GOAL OF THE EXERCISE => Every record, from first to last, should be retyped word for word.

DATA TO USE =>
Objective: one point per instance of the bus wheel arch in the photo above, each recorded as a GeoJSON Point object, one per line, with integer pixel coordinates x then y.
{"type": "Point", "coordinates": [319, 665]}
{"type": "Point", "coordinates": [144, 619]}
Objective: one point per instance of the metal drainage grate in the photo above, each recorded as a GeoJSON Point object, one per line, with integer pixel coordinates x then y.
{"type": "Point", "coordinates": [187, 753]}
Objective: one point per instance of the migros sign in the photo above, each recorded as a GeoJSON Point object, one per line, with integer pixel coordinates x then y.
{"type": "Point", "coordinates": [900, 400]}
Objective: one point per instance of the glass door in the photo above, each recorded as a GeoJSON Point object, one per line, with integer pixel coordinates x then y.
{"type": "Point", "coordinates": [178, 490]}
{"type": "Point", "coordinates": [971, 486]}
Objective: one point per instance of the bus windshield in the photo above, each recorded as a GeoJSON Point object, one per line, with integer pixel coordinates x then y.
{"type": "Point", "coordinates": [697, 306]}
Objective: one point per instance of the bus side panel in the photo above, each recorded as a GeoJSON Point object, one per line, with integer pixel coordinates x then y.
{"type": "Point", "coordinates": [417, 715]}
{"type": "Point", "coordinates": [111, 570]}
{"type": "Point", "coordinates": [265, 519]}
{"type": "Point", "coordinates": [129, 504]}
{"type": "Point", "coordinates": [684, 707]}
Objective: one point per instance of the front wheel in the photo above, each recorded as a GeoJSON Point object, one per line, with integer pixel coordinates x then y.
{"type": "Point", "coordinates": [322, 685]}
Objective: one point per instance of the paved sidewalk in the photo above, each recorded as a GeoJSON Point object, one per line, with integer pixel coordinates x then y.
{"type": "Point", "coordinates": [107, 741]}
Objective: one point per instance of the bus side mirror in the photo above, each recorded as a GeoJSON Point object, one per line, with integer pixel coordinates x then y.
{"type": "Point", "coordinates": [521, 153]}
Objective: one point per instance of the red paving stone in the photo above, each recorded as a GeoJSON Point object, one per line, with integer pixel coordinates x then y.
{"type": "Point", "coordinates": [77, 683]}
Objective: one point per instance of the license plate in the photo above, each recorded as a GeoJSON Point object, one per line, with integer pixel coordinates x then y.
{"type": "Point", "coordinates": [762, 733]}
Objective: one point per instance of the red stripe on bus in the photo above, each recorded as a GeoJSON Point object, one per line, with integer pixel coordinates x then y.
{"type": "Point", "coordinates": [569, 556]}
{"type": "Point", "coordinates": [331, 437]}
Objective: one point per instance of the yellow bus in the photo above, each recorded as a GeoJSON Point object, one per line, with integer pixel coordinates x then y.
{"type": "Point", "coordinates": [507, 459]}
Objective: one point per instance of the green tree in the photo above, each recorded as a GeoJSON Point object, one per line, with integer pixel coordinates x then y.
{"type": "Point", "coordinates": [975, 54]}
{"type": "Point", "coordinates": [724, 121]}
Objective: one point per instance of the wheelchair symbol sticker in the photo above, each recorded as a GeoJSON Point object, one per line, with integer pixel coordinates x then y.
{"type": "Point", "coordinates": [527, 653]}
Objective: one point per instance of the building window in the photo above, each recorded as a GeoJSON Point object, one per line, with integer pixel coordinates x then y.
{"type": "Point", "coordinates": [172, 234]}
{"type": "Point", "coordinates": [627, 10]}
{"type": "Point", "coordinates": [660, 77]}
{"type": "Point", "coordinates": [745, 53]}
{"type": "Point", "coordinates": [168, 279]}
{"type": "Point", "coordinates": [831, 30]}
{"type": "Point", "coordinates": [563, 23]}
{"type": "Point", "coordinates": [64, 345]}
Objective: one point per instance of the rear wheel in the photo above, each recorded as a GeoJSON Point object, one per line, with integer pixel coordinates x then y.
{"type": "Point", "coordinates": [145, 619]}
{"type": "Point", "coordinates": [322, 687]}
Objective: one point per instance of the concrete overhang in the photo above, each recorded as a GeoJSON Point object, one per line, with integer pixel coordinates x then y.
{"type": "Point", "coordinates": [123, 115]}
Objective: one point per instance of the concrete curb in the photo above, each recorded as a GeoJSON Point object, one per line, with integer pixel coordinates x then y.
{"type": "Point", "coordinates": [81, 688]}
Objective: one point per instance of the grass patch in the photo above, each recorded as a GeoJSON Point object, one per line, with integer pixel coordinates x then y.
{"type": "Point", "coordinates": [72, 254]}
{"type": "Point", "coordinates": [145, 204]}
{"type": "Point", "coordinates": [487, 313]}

SOLUTION FOR THIS PROBLEM =>
Objective: one point per instance of the bus wheel arch in the photo above, each recorded as a GeoJSON Point object, one per line, with integer pixel coordinates x then y.
{"type": "Point", "coordinates": [319, 665]}
{"type": "Point", "coordinates": [144, 619]}
Objective: one point per instance of the metal drainage grate in the photo above, each recorded as a GeoJSON Point object, one per line, with integer pixel coordinates x then y.
{"type": "Point", "coordinates": [187, 753]}
Objective: one point per instance of the migros sign in the photo above, each recorded as a GeoJSON Point object, one per line, with integer pixel coordinates x then y.
{"type": "Point", "coordinates": [900, 400]}
Objective: one point per instance of the glass door in the photo above, each recorded as a GeoJSON Point object, one per line, with integer pixel coordinates x then y.
{"type": "Point", "coordinates": [178, 490]}
{"type": "Point", "coordinates": [971, 486]}
Objective: one point per instance of the bus windshield in the photo above, each recorded as a GeoJSON Point object, one per line, with integer pixel coordinates x then y.
{"type": "Point", "coordinates": [697, 306]}
Objective: one point per instance of the bus side panel in the photo above, each recorded as a GeoJSON Point object, one per line, with integer pixel coordinates x then y.
{"type": "Point", "coordinates": [417, 715]}
{"type": "Point", "coordinates": [111, 570]}
{"type": "Point", "coordinates": [265, 519]}
{"type": "Point", "coordinates": [129, 504]}
{"type": "Point", "coordinates": [684, 707]}
Objective: one point per instance of the front wheel in the photo above, each recorded as a GeoJSON Point object, one per line, with integer pixel coordinates x then y.
{"type": "Point", "coordinates": [322, 685]}
Objective: one point per instance of the paved sidewalk in the photo above, each recorded as a GeoJSON Point object, one per line, with integer pixel coordinates x then y.
{"type": "Point", "coordinates": [107, 741]}
Objective: one point per instance of the bus side mirror in the photo above, each recorded as a GeoJSON Point object, one per line, with integer pixel coordinates x then y.
{"type": "Point", "coordinates": [521, 153]}
Objective: one point per instance of the red paving stone in the photo above, each recorded as a GeoJSON Point object, one per line, with integer pixel coordinates x then y.
{"type": "Point", "coordinates": [77, 683]}
Objective: one point per instance of the license plate in the photo above, each recorded as a GeoJSON Point object, one per line, with integer pixel coordinates x then y.
{"type": "Point", "coordinates": [762, 733]}
Objective: one point per instance of the red stripe on bus in the photo above, each recorded as a GeoJSON Point object, one per line, with integer pixel coordinates x then y.
{"type": "Point", "coordinates": [569, 556]}
{"type": "Point", "coordinates": [331, 437]}
Objective: one point per instance of the yellow bus in the photo above, each recorded as a GeoJSON Point object, one per line, with integer pixel coordinates x then y.
{"type": "Point", "coordinates": [507, 459]}
Objective: one point per instance of the green tree in the photo above, each recorded as a GeoJSON Point object, one per line, with integer pixel coordinates x then y.
{"type": "Point", "coordinates": [975, 54]}
{"type": "Point", "coordinates": [724, 121]}
Objective: one point per instance of the wheelchair symbol sticker in the photo above, each recorded as a GeoJSON Point object, one per line, with integer pixel coordinates x then y.
{"type": "Point", "coordinates": [527, 653]}
Objective: one point per instance of the building window in the photo above, each recorded as a GeoJSON Point object, one per line, with integer pixel coordinates x then y.
{"type": "Point", "coordinates": [172, 234]}
{"type": "Point", "coordinates": [627, 10]}
{"type": "Point", "coordinates": [660, 77]}
{"type": "Point", "coordinates": [745, 53]}
{"type": "Point", "coordinates": [168, 279]}
{"type": "Point", "coordinates": [831, 30]}
{"type": "Point", "coordinates": [563, 23]}
{"type": "Point", "coordinates": [64, 345]}
Objective: one point per instance of the rear wheel in the photo above, each recorded as a GeoJSON Point object, one per line, with integer pixel coordinates x then y.
{"type": "Point", "coordinates": [145, 619]}
{"type": "Point", "coordinates": [322, 687]}
Objective: one point per instance of the concrete overhang in the photo above, each recorded as a GeoJSON Point object, one per line, with integer pixel coordinates x then y.
{"type": "Point", "coordinates": [123, 115]}
Objective: one point per instance of the concrete curb in the photo above, each recorded as a GeoJSON Point object, one per line, with integer pixel coordinates x then y.
{"type": "Point", "coordinates": [81, 688]}
Objective: one point per instance of the grass patch in the photo above, each recorded as a GeoJSON Point object, one per line, with integer pixel coordinates x then y.
{"type": "Point", "coordinates": [72, 254]}
{"type": "Point", "coordinates": [145, 204]}
{"type": "Point", "coordinates": [487, 313]}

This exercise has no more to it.